• Supplied text:
Tuesday, August 14, 2007

You might as well skip this post ..

'cause you will gain absolutely nothing by reading it.

Thanks to all of you who commented and wished me and my back well. I'm still on the mend and this computer chair still hurts like hell, but here are a few random thoughts from head to tide you over until I can stomach a real post.

1) The size of the turkey feather stuck in a guy's cowboy hat is directly proportional to his being an ass. The bigger the plumage the bigger the ass. Same goes for belt buckles. And what are you proving when you were spurs out the the bar? All observation made from a country bar I went to the night before the back gave out.

2) You can only lie on your back staring at the ceiling for so long before your thoughts turn to jelly. I've tried to write scenes in my head but so far every thought I've had withers and dies. Maybe it is the muscle relaxers.

3) I'm not as young as I used to be. Both number 1 and 2 led me to this conclusion.

4)I'm going to be a really grouchy old man.


Bluefingers said...

I will still be your friend, well, as long as Jen is alive I will be your friend. If something ever happens to her I do not want to be around you. Especially if you are old and decrepit at the time.

I will let your boys deal with you. I know friends are supposed to be friends to the end, but "for reals" now..

Yes, you are probably very cranky and tell Jen I have a box of muscle relaxers on the way via DHL...


Hope you get better soon and take a few more of those damn pills so you stop bugging everyone else. I can only imagine.

As a matter of fact, as a nurse I should never say this, but maybe you should take one or two of those with a shiner bock.

Please don't tell the nursing board about this post.


Bubblewench said...

Welcome to getting old.

B.E. Sanderson said...
This comment has been removed by the author.
B.E. Sanderson said...

Sorry to hear about your back. That truly sucks. (Been there myself a few times, so I can empathize.)

Another key factor in determining ahead of time whether a guy in a bar is going to be an ass is: His assness is inversely proportional to how far he is below average height. (Provided he's not a 'little person' - then the rule doesn't apply.) This is called short-man syndrome. And combining it with alcohol magnifies the effect.

Disclaimer: If any short male alcoholic agents are reading this, please understand I'm joking. ;o)

Jenn said...

I have been married to this tall goof ball for a long time. I know the small guy thing they seem to find the biggest guy in the bar...usually Travis and start stuff. Then they are dealing with Travis and Travis' mouth which is usually a pretty funny outcome.

What is it with these guys and their turkey feathers in their cowboy hats? Must be a young people thing.

• Task details:
In the blog post about the writer's sore back, what job does the commenter Bluefingers say they have?

• Information provided:
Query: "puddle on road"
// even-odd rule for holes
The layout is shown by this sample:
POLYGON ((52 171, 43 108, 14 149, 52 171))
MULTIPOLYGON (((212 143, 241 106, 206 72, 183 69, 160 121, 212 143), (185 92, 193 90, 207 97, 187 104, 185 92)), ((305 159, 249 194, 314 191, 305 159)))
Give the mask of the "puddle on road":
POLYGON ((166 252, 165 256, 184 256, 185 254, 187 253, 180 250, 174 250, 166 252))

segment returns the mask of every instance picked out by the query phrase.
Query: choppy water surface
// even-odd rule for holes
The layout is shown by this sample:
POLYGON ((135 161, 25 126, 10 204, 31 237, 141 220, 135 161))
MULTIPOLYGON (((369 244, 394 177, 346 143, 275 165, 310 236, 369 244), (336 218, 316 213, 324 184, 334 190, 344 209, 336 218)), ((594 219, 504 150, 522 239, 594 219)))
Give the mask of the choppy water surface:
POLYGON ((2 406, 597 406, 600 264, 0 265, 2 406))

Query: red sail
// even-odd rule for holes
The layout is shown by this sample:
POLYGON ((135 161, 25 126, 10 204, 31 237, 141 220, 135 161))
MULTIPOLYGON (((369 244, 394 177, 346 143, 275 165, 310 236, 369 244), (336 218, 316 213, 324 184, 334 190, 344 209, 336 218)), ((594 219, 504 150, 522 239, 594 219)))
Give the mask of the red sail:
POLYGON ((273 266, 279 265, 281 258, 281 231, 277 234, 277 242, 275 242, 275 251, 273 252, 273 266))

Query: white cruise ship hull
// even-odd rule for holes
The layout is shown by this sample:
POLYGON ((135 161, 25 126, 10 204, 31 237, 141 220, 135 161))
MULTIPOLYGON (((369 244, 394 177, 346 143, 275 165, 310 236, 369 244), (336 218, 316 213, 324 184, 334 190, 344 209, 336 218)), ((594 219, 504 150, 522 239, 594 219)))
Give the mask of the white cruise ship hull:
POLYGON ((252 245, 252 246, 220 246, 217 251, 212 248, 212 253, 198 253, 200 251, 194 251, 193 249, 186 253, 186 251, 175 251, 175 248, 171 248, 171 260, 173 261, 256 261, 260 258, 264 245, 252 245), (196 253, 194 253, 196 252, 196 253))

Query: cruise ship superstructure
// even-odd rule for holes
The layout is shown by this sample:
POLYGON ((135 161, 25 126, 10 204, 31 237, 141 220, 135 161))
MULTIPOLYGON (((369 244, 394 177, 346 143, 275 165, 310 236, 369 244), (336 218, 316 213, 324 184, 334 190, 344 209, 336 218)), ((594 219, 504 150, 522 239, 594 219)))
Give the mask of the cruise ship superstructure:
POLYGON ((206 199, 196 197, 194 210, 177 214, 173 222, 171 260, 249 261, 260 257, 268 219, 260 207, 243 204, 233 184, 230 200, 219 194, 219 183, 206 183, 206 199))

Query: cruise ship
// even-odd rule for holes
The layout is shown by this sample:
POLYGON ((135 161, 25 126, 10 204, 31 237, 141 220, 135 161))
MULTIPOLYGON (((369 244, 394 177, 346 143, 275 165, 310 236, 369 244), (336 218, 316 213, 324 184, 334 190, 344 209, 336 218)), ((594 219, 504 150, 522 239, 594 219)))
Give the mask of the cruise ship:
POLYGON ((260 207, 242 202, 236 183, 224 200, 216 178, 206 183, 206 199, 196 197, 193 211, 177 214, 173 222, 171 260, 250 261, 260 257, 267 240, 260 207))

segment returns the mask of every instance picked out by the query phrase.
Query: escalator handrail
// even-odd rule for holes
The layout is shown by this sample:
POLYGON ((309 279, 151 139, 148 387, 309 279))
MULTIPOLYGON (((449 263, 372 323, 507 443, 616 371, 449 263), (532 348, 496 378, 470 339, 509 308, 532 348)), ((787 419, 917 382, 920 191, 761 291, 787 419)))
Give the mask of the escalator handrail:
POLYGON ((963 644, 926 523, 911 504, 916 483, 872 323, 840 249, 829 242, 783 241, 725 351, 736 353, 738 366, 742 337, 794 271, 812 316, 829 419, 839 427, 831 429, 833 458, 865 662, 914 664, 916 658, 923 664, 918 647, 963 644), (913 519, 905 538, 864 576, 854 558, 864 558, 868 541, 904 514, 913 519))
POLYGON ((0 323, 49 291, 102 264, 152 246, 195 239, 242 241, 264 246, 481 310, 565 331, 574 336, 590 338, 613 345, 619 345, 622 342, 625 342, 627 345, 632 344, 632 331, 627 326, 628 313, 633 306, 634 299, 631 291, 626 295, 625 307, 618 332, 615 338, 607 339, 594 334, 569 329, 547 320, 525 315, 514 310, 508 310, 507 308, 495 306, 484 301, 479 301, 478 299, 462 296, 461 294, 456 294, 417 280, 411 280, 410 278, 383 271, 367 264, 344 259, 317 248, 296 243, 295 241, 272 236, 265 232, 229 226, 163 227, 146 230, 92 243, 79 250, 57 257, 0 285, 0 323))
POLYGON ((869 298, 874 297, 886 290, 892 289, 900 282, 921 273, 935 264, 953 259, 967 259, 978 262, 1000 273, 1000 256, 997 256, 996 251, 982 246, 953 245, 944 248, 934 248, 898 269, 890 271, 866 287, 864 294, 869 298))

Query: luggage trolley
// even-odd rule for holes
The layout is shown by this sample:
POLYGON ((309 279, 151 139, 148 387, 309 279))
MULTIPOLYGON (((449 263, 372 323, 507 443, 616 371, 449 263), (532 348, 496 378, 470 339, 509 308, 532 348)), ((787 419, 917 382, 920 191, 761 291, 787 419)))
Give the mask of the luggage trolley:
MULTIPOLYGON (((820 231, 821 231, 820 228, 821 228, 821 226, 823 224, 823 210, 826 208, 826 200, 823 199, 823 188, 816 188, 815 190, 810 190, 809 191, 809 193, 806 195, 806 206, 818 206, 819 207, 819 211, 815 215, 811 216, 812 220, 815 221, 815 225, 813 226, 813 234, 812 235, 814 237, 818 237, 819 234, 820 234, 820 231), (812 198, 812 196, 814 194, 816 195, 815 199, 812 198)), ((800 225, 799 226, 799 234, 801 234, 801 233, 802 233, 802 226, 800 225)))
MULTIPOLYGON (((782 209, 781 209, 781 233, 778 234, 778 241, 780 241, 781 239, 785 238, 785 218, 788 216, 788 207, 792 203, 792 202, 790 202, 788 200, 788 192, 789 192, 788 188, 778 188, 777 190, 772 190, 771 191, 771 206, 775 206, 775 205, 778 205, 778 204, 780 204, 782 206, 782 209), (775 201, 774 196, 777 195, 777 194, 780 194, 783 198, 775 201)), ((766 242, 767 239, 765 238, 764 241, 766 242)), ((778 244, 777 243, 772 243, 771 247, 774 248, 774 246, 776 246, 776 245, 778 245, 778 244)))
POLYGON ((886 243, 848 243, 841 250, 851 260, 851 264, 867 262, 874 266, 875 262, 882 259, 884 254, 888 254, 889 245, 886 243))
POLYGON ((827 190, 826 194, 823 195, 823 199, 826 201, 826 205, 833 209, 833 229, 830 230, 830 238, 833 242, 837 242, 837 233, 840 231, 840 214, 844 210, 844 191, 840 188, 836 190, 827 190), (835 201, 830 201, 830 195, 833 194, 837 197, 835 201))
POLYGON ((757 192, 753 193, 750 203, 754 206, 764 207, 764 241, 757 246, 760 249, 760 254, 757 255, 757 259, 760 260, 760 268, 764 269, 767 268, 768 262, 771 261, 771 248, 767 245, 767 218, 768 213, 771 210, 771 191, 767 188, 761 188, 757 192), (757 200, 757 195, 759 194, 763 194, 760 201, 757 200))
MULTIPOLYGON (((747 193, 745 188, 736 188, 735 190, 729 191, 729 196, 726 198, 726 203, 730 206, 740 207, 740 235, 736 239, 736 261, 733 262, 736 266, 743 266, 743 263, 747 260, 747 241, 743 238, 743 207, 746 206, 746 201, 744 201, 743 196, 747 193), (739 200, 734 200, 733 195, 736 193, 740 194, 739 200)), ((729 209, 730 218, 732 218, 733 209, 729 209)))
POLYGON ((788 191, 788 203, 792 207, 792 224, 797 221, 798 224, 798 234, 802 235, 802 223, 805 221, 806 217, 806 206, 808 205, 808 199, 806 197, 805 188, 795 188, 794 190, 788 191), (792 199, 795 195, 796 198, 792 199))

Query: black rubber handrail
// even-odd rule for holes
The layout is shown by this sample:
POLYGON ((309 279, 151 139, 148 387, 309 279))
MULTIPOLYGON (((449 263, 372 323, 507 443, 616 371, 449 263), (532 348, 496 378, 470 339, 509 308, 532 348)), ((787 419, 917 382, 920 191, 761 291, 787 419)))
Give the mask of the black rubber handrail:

• Completed exercise:
Bluefingers is a nurse.